Written task – Extract every line of the entries that contains the word "main".
# START OF Task inputs
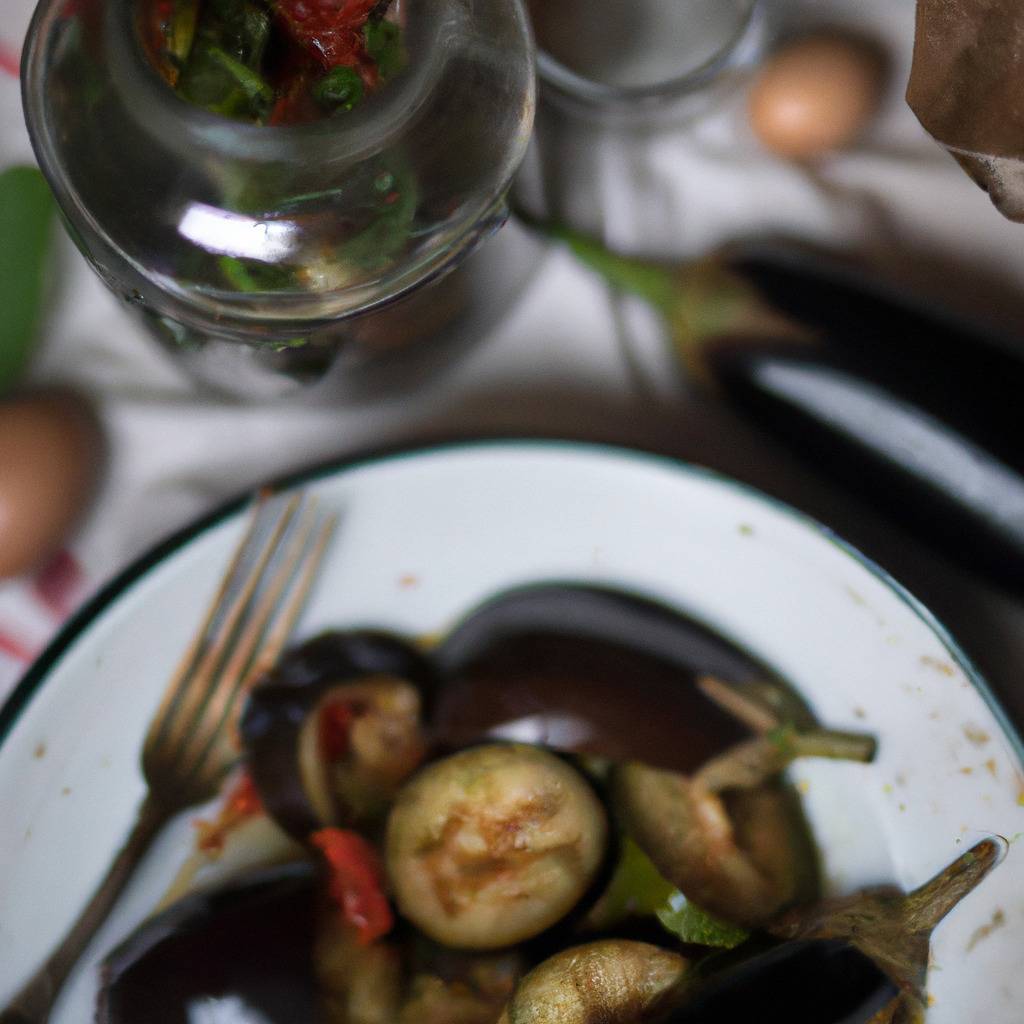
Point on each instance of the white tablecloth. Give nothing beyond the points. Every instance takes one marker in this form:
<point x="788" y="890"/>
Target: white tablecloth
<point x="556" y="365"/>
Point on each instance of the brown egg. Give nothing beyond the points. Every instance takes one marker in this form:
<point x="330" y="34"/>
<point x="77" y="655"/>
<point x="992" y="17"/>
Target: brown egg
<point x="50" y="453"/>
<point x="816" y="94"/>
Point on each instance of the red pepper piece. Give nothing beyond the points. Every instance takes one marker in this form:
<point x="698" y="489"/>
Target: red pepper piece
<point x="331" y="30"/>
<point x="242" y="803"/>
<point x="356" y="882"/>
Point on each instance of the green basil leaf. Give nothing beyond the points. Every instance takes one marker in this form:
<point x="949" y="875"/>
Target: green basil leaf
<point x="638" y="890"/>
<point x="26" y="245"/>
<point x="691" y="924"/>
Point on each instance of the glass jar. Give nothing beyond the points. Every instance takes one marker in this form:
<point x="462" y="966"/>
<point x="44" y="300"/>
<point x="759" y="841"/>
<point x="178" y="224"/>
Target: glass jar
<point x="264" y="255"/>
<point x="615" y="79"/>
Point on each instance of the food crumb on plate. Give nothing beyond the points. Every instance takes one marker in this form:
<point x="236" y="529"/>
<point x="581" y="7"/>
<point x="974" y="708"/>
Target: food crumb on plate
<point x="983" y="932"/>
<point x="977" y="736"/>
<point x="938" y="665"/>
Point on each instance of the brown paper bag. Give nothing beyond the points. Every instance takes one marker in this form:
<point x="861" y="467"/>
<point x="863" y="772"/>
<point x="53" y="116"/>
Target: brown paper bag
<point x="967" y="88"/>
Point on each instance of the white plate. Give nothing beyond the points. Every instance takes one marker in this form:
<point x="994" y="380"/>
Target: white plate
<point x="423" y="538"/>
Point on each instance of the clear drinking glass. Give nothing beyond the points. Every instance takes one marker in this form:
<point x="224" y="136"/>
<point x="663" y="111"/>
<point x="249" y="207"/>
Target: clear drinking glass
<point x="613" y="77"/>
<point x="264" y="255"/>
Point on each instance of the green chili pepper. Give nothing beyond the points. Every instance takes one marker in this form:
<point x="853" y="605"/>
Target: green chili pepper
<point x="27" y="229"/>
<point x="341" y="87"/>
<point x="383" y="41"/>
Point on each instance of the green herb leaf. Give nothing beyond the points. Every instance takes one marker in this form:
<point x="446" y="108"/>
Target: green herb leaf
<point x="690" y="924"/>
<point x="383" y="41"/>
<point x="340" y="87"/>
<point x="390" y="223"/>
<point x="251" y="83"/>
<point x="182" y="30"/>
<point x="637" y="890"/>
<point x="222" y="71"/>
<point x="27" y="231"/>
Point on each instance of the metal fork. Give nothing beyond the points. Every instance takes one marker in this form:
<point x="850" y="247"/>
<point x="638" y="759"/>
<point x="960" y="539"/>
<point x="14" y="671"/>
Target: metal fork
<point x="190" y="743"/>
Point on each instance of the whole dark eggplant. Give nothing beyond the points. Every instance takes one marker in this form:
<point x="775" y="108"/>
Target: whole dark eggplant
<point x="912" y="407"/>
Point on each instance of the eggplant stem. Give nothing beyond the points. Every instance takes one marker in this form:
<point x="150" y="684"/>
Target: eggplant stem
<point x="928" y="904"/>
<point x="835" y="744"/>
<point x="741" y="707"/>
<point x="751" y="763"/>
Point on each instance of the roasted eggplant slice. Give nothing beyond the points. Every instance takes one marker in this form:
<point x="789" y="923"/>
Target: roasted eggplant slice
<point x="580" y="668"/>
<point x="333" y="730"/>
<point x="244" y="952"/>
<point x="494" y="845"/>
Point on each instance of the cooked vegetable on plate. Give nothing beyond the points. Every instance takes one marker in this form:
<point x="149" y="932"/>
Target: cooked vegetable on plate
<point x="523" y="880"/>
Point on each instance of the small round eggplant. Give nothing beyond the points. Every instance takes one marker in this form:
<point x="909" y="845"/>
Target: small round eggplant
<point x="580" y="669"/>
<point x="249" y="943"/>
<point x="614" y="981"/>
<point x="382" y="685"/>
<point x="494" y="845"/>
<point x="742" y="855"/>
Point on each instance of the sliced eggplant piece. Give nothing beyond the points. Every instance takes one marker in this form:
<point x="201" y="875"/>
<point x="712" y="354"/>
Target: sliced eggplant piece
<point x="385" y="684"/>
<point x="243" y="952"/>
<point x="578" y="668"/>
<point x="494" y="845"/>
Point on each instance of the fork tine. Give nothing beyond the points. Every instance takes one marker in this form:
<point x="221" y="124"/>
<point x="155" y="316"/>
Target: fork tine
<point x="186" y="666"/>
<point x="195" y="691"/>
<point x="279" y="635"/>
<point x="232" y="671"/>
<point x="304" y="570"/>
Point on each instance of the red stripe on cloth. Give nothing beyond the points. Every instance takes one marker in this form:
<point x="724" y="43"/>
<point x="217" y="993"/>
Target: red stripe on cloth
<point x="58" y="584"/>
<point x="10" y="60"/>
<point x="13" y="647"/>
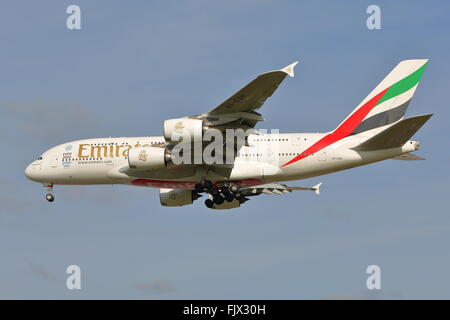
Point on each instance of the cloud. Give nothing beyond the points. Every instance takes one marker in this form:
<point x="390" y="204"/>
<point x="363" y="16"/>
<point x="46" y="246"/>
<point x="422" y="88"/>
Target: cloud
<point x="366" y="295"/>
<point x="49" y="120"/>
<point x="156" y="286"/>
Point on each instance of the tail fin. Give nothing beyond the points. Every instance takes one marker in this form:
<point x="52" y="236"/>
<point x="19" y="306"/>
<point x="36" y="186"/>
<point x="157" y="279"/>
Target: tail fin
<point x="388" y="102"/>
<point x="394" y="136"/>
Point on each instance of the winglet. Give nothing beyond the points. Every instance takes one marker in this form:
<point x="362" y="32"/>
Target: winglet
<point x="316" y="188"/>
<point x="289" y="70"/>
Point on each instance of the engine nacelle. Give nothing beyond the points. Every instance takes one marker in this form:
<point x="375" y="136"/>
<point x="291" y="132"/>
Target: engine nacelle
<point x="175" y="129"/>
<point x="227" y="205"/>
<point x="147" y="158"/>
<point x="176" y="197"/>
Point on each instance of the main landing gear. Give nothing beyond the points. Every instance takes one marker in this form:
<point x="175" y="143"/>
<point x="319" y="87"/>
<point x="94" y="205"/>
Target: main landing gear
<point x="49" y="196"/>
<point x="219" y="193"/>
# END OF Task inputs
# START OF Task inputs
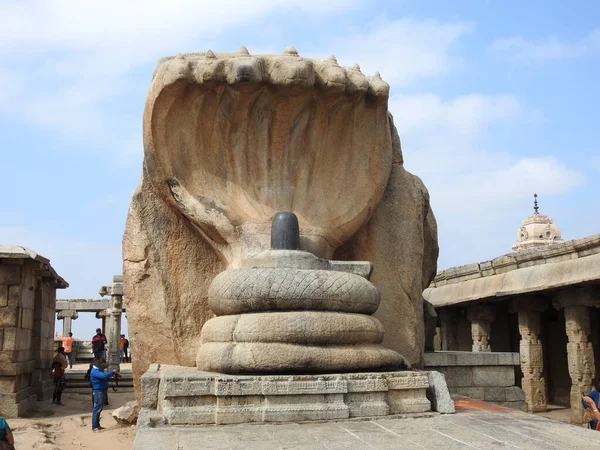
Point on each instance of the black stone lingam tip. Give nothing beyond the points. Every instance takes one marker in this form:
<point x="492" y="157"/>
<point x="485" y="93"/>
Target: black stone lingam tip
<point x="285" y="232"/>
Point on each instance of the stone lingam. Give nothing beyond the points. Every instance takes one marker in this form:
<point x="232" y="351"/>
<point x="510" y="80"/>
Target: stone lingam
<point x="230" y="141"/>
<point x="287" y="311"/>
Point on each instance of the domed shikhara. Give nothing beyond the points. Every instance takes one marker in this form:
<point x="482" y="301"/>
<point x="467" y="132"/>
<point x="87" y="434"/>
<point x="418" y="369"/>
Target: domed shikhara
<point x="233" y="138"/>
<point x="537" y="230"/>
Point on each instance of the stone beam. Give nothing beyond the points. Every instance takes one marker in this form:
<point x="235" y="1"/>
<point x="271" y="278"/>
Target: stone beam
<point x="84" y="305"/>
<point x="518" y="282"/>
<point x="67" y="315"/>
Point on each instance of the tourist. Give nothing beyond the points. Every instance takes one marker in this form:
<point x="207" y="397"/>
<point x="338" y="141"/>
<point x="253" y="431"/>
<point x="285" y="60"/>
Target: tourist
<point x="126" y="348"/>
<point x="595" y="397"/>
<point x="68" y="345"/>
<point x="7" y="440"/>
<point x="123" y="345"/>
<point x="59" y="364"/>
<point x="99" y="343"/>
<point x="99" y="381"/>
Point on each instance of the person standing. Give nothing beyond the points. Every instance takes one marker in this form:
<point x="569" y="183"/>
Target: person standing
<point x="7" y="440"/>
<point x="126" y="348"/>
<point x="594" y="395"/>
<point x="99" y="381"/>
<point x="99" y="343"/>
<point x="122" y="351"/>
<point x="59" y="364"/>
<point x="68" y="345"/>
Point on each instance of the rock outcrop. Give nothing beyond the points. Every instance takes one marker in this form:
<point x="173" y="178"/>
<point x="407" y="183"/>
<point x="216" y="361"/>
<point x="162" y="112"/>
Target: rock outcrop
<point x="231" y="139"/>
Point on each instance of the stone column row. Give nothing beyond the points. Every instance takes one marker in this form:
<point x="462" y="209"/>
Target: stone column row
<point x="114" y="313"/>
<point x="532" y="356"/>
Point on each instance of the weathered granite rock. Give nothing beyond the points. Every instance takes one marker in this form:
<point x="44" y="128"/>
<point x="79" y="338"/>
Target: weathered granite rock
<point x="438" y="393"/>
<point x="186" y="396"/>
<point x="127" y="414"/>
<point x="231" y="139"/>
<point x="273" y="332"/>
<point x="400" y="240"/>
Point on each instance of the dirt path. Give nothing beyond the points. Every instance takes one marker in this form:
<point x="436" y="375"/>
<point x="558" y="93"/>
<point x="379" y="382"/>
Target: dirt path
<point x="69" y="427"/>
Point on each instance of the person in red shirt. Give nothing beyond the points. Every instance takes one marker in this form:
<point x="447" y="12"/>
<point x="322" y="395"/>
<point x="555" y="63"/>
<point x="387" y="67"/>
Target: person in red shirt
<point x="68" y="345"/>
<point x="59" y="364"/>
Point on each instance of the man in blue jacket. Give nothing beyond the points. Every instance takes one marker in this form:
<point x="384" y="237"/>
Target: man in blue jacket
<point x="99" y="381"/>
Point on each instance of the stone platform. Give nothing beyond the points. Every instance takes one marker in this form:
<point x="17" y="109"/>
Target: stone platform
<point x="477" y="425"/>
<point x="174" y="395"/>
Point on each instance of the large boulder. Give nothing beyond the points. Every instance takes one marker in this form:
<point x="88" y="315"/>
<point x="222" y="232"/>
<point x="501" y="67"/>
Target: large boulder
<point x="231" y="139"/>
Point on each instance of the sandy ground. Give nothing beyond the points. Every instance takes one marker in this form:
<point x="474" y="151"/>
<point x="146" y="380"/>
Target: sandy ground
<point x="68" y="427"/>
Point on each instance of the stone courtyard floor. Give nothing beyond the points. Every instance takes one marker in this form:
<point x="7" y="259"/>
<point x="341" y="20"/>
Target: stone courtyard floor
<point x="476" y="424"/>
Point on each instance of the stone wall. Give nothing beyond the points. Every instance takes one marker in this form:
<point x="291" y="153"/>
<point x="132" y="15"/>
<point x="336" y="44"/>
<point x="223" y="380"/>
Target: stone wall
# END OF Task inputs
Correct output –
Point on each instance of the main landing gear. Give nothing beyond the points. Every instance takes one marker in this form:
Target: main landing gear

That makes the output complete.